**EXERCISE**
Copy the material below word for word, keeping every line the same.

**PROVIDED ENTRIES**

####################

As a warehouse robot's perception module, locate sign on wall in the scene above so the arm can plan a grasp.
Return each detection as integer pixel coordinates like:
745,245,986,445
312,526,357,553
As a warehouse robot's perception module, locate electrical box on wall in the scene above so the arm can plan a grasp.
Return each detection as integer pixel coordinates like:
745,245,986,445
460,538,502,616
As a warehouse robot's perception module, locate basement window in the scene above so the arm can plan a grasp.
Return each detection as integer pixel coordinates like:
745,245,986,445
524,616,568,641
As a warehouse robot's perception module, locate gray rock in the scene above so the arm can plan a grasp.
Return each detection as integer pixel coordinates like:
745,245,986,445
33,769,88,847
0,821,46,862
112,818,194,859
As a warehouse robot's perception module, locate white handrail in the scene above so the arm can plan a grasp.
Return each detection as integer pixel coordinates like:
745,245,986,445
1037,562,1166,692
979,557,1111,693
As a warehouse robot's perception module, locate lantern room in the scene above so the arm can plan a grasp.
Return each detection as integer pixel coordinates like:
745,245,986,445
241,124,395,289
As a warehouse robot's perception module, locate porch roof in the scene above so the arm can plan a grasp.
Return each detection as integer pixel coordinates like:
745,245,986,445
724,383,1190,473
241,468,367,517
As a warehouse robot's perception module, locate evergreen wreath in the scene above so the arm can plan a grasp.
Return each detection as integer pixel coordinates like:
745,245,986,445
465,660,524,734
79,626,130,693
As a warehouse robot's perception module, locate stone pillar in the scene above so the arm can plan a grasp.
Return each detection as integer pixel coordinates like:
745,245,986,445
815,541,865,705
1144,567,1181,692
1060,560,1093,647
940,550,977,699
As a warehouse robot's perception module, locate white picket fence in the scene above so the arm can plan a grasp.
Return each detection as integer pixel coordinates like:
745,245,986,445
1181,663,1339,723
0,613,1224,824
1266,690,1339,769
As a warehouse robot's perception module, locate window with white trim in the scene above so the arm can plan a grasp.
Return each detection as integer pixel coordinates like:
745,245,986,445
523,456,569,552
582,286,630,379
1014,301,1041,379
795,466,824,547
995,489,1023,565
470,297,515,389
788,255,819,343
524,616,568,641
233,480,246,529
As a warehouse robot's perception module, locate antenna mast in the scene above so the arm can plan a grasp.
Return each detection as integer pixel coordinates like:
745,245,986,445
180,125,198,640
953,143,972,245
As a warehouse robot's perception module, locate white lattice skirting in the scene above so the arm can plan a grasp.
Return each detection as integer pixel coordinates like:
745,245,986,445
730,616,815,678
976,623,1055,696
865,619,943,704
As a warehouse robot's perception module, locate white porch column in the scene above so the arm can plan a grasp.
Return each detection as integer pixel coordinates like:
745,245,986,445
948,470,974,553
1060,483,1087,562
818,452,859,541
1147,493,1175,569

####################

**WRITTEN SOLUTION**
As a warehouse robot's perception module, locate sign on wall in the scene above so the arm can plan a grasp.
Return each detection as integer pixel coordinates like:
745,245,986,445
312,526,357,553
As a warehouse robot's perception module, locate electrical box on wall in the scene above so the arm can plan a grasp.
Return each detection as integer pixel coordinates like:
745,245,986,445
460,538,502,616
As a warehouse robot's perception module, locate basement window in the scene above so the arm can plan a grasp.
Return each detection as integer pixel coordinates like:
745,245,986,445
524,616,568,641
As a warehouse robot's perception module, locate gray rock in the scene above so the arm can plan a grasp.
Return each detection as integer pixel coordinates like:
745,245,986,445
33,769,88,847
0,821,46,862
112,818,194,859
As a warehouse robot's perception module, locate white handrail in the scene above so the arm can plan a grasp.
Return each detection as integer pixel coordinates like:
745,245,986,445
1037,562,1166,692
979,557,1111,693
As a warehouse robot's perception module, locate lantern room in the scene above so the arm can plan a grasp.
Return each detection as integer pixel coordinates like:
745,245,986,445
241,124,395,289
As a warehouse robot's perception module, locate porch roof in the scene above so the arm can plan a grasp.
Return each detection as integer pixel coordinates like:
745,245,986,445
724,383,1190,473
241,468,367,517
As a warehouse robot's perception module, locate evergreen wreath in the scene above so the arm can plan a grasp.
Return each detection as integer pixel coordinates like:
745,245,986,445
465,660,524,734
79,626,130,693
As a warehouse robot's perception module, locate stone pillar in the scene above so the arm can plan a grasp.
Return each detection as integer pixel coordinates like:
745,245,986,445
815,541,865,705
1144,567,1181,692
1060,560,1093,647
940,550,977,699
As a warehouse robot's perception module, locate white picket fence in the scene above so the arm can plan a grasp.
Return each detection as integer pixel coordinates like:
745,245,986,445
1181,663,1339,723
0,613,1224,824
1266,690,1339,769
As a warehouse robot's perception module, locate window with white trim in the scene above so the arm can plan a grasp.
Return each detection as integer pixel coordinates like:
745,245,986,445
523,456,569,552
582,286,630,379
1014,301,1041,379
795,466,824,547
995,489,1023,565
470,297,515,389
788,255,819,343
524,616,568,641
233,480,246,529
As a warehouse robot's perception module, locate antenna mast in the scene above so the arm can plan a grasp.
Return each detection as integer pixel coordinates like:
745,245,986,445
180,125,198,640
953,143,972,245
As a warehouse robot's perception module, locate white lattice skirting in the scene above so the arm can plan a grasp.
Return each detection as integer pixel coordinates like:
745,245,986,445
730,616,815,678
976,623,1055,696
865,619,943,704
As a warehouse robot's perception module, locate white porch column in the scene above so the arm can plan a grasp.
Return each detection as integer pixel coordinates like:
745,245,986,445
948,470,974,553
1060,483,1087,562
818,452,859,541
1147,493,1175,569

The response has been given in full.